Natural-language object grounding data
○ ○ ○ ○ ○ ○ ○

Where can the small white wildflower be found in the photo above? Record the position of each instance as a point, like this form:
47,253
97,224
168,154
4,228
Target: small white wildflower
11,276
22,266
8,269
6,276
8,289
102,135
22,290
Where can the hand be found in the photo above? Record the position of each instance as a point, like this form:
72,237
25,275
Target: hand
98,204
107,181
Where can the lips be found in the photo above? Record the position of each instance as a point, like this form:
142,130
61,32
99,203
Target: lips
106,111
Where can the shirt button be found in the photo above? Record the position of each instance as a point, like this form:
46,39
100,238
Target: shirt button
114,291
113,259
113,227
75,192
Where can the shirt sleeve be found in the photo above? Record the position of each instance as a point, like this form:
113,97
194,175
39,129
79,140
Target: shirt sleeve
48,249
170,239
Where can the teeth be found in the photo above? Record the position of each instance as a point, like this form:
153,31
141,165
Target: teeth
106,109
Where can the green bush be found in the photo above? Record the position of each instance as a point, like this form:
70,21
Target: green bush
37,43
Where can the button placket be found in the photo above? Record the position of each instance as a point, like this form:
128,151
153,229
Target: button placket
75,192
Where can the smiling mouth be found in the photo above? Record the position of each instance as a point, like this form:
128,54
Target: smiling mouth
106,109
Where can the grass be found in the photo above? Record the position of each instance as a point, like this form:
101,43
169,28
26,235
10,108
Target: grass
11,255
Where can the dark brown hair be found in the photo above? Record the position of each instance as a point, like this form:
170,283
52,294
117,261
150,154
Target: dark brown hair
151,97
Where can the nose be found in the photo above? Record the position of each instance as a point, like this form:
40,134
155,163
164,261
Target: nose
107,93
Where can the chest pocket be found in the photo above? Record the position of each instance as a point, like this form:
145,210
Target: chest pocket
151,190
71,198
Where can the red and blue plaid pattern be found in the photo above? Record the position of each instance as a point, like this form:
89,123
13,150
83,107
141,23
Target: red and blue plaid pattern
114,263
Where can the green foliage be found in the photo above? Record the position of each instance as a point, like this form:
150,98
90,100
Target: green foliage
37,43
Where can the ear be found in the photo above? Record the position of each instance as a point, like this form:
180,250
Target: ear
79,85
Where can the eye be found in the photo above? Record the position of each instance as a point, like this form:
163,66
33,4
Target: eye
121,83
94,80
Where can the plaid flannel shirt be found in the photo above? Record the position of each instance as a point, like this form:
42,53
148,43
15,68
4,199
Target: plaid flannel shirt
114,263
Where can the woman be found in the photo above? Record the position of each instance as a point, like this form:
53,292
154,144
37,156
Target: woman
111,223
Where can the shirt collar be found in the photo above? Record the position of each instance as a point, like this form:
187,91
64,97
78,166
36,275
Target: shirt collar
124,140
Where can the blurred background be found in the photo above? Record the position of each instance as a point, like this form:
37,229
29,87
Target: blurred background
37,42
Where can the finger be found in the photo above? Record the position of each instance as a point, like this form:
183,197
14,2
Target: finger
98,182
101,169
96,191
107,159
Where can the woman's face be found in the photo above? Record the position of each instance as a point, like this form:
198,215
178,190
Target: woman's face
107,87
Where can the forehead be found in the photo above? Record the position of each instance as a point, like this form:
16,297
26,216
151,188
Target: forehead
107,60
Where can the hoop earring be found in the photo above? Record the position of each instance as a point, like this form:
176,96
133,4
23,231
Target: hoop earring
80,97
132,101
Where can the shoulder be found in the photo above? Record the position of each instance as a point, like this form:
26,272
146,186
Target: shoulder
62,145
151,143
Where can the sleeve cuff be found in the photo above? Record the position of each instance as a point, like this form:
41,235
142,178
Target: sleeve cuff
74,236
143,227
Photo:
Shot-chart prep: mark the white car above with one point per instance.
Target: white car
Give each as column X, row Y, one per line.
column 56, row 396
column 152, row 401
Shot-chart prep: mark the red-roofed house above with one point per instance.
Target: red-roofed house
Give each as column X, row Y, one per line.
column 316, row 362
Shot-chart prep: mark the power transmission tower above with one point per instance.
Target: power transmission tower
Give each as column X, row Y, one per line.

○ ○ ○ ○ ○ ○ ○

[TASK STATEMENT]:
Return exactly the lines above from the line that has "Where can the hoop" through the line that has "Shot-chart prep: mark the red-roofed", inclusive, and nothing else.

[WRITTEN REPLY]:
Where can the hoop earring be found in the photo above? Record the position of each instance as a point, like this form:
176,96
133,4
23,231
Target: hoop earring
80,97
132,101
Where can the shoulder be found in the photo above? Record the position of each instance as a point, like this form:
26,272
146,186
Target: shoulder
62,145
151,143
Where can the sleeve cuff be found in the photo above? Record the position of each instance as a point, like this form:
41,235
142,178
Target: sleeve cuff
74,236
143,227
Photo:
Shot-chart prep: mark the white car above with one point per instance.
Target: white car
Give each as column X, row Y, one per line.
column 56, row 396
column 152, row 401
Shot-chart prep: mark the red-roofed house above with one point per instance.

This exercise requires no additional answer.